● EXERCISE GOAL
Give back all of the data exactly. Leave nothing out.

LISTED RECORDS: Begin

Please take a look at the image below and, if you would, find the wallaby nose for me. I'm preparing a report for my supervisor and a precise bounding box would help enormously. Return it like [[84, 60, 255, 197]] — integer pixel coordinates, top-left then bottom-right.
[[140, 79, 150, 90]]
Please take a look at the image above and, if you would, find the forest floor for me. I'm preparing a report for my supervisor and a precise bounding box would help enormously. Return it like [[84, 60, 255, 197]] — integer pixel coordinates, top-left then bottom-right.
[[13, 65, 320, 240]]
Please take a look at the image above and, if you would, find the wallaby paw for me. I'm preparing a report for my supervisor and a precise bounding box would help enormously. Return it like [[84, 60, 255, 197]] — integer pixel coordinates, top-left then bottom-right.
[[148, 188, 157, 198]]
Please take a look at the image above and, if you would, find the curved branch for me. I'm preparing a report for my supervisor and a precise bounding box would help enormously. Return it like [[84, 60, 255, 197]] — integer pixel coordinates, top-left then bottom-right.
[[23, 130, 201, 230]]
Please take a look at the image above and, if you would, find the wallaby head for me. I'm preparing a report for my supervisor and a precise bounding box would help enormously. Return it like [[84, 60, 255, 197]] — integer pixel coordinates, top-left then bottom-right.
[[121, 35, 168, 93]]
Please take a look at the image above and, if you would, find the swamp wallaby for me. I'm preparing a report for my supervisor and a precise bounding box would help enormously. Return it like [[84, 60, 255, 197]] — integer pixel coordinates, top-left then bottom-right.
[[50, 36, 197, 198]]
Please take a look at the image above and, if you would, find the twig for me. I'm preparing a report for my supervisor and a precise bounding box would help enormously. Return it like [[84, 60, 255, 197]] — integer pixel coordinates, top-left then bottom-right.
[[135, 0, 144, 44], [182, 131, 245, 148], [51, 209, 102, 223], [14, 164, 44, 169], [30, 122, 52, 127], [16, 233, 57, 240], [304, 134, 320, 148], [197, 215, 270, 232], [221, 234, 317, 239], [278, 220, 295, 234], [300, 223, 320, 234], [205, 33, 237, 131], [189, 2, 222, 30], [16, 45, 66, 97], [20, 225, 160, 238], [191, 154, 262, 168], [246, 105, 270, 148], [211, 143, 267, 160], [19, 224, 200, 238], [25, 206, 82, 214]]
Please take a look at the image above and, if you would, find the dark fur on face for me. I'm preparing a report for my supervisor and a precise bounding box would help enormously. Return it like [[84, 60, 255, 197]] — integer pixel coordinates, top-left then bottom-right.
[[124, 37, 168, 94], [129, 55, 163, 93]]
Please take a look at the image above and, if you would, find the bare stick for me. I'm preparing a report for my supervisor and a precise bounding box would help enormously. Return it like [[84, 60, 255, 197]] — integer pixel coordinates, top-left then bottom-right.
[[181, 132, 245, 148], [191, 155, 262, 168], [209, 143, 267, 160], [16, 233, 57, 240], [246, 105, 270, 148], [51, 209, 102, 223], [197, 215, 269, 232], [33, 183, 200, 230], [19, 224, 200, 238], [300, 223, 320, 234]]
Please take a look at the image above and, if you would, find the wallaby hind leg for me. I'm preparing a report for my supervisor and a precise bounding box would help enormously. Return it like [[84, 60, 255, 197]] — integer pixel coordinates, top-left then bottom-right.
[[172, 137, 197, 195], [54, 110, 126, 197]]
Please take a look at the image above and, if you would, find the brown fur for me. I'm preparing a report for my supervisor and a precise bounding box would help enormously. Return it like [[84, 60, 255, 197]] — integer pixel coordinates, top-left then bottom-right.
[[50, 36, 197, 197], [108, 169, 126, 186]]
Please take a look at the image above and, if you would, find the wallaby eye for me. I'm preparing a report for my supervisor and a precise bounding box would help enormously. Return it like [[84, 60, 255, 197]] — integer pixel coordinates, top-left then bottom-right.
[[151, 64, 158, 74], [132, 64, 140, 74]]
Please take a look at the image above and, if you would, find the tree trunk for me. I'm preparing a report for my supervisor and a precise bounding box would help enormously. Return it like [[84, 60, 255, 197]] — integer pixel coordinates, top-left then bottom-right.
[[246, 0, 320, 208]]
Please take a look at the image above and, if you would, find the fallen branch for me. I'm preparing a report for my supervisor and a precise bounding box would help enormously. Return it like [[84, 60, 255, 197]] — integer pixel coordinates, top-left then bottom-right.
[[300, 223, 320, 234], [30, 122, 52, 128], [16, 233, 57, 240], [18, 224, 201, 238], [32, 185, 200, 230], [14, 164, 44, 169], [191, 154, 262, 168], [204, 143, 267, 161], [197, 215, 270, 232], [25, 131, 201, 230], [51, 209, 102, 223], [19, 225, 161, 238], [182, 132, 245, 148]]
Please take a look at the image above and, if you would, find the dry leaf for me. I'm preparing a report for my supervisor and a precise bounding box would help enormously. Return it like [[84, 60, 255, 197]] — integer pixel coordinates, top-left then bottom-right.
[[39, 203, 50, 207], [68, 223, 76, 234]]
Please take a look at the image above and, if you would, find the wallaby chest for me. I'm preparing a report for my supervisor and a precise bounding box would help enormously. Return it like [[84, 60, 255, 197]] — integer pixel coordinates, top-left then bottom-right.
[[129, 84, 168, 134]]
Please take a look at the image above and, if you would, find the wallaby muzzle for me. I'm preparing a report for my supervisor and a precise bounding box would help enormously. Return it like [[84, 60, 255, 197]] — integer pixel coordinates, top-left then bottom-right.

LISTED RECORDS: End

● TASK SOLUTION
Please take a look at the image below and, if you would, find the wallaby nose for me. I'm preparing a report for my supervisor and a precise bounding box would help enormously. Return it like [[84, 60, 255, 197]] — integer pixel coordinates, top-left then bottom-right.
[[140, 79, 150, 90]]
Please take a look at the image above and, if you would, find the forest floor for me. I'm preparing a report for my supervisor and a precise bounding box would help enormously. Return it like [[84, 60, 255, 197]] — integer pixel coordinates, top-left then bottom-right.
[[13, 65, 320, 240]]
Please take a look at the image above and, if you would, find the wallaby paw for me. I'm preparing a report for my supervisor and a precise bounding box would help enormously. Return it like [[84, 60, 255, 197]] — integer pixel coordinates, top-left then bottom-right.
[[148, 188, 157, 198]]
Please take a look at the image above and, if you would, find the curved branch for me. I'm preparing a report for my supervisor and a precise bounding box would help enormously. Return it like [[84, 60, 255, 197]] — integer pixel coordinates, top-left then bottom-right.
[[23, 130, 201, 230]]
Please take a look at the image above and, if you would, find the wallaby head for me. I'm preparing a report for my supervisor and a precise bounding box would help enormously. Return it like [[84, 60, 255, 197]] — integer pixel coordinates, top-left then bottom-right.
[[121, 35, 168, 93]]
Please take a look at the image above and, if you would, find the swamp wallaby for me. I'm preparing a report for my supervisor and a precise bounding box would help enormously. Return it like [[84, 60, 255, 197]] — integer pixel coordinates, top-left then bottom-right.
[[50, 36, 197, 198]]
Please take a look at the image above and, if you would, find the twig for me. I'm preparing a report for my supervisor and a precise bounding box would help enormously. Return it like [[84, 60, 255, 197]] — integer pixel coordinates, top-left then bottom-right.
[[135, 0, 144, 44], [182, 131, 245, 148], [51, 209, 102, 223], [14, 164, 44, 169], [30, 122, 52, 127], [16, 233, 57, 240], [304, 134, 320, 148], [197, 215, 270, 232], [221, 234, 317, 239], [278, 220, 295, 234], [300, 223, 320, 234], [205, 33, 237, 131], [189, 2, 222, 30], [16, 45, 66, 97], [20, 225, 160, 238], [191, 154, 262, 168], [246, 105, 270, 148], [211, 143, 267, 160], [19, 224, 200, 238], [25, 206, 82, 214]]
Please take a look at the image above and, if you would, find the dark fur on face for me. I'm preparing a report for my supervisor and a precise bounding box would help enormously. Return it like [[84, 60, 255, 197]] — integer pixel coordinates, top-left then bottom-right.
[[124, 37, 168, 94], [129, 55, 163, 93]]
Please take a look at the image above and, if you would, find the bare stick for me. I'm preparing a report for my supervisor and a precise bounding box would help enormously. Return it like [[84, 60, 255, 197]] — integer pixel coordinates, top-left then bottom-right.
[[181, 132, 245, 148], [191, 155, 262, 168], [209, 143, 267, 160], [16, 233, 57, 240], [246, 105, 270, 148], [51, 209, 102, 223], [197, 215, 269, 232], [33, 183, 200, 230], [19, 224, 200, 238], [300, 223, 320, 234]]
Please take a look at the image above and, if you would, find the wallaby hind leg for me. I'm preparing a report for my supervisor and a precise bounding box would help enormously. Return it like [[84, 60, 255, 197]] — integer pixel coordinates, top-left then bottom-right.
[[172, 137, 197, 195], [54, 110, 126, 197]]
Please take a look at the image above and, if you would, find the brown fur for me. I'm preparing a report for my supervisor and a precise bounding box would help enormously. Return it like [[84, 60, 255, 197]] — integer pixel coordinates, top-left then bottom-right.
[[50, 36, 197, 197], [108, 169, 126, 186]]
Please take a look at the image above and, if you would, find the wallaby eye for me. I'm preparing a report for my supervisor and a precise bounding box would help enormously. Return it like [[84, 60, 255, 197]] — integer pixel coordinates, top-left then bottom-right.
[[151, 64, 158, 74], [132, 64, 140, 74]]
Please take a look at the image above and, if you would, find the tree trunk for me. I'm preparing a report for my supervisor and a precise bounding box would help enormously. Return it like [[84, 60, 255, 197]] — integer pixel coordinates, top-left then bottom-right.
[[246, 0, 320, 208]]
Please take a look at the image above and, if you would, find the fallen branch for me. I'm preparing a report for my supervisor and a precise bounding box would help enormously. Return it like [[84, 60, 255, 197]] — integer pixel coordinates, top-left then bottom-right.
[[300, 223, 320, 234], [30, 122, 52, 128], [16, 233, 57, 240], [18, 224, 201, 238], [32, 185, 200, 230], [14, 164, 44, 169], [191, 154, 262, 168], [204, 143, 267, 161], [197, 215, 270, 232], [25, 131, 201, 230], [51, 209, 102, 223], [19, 225, 161, 238], [182, 132, 245, 148]]
Please take a look at the image above and, if you would, find the dry leaf for me. I'm preparing a report for my supervisor and a precise bounding box would help enormously. Return it like [[84, 60, 255, 197]] — integer pixel coordinates, top-left then bottom-right.
[[39, 203, 50, 207], [68, 223, 76, 234]]
Please take a look at the image above and, if you would, find the wallaby chest for me. I'm preparing a report for my supervisor and a precise bounding box would help enormously. Return it like [[84, 60, 255, 197]] — integer pixel coordinates, top-left then bottom-right.
[[129, 84, 168, 134]]
Please take a look at the image above and, if you would, find the wallaby muzzle for me. I'm preparing a report for my supervisor and a precise bounding box would help enormously. Return it like [[84, 60, 255, 197]] — integer pixel coordinates, top-left then bottom-right.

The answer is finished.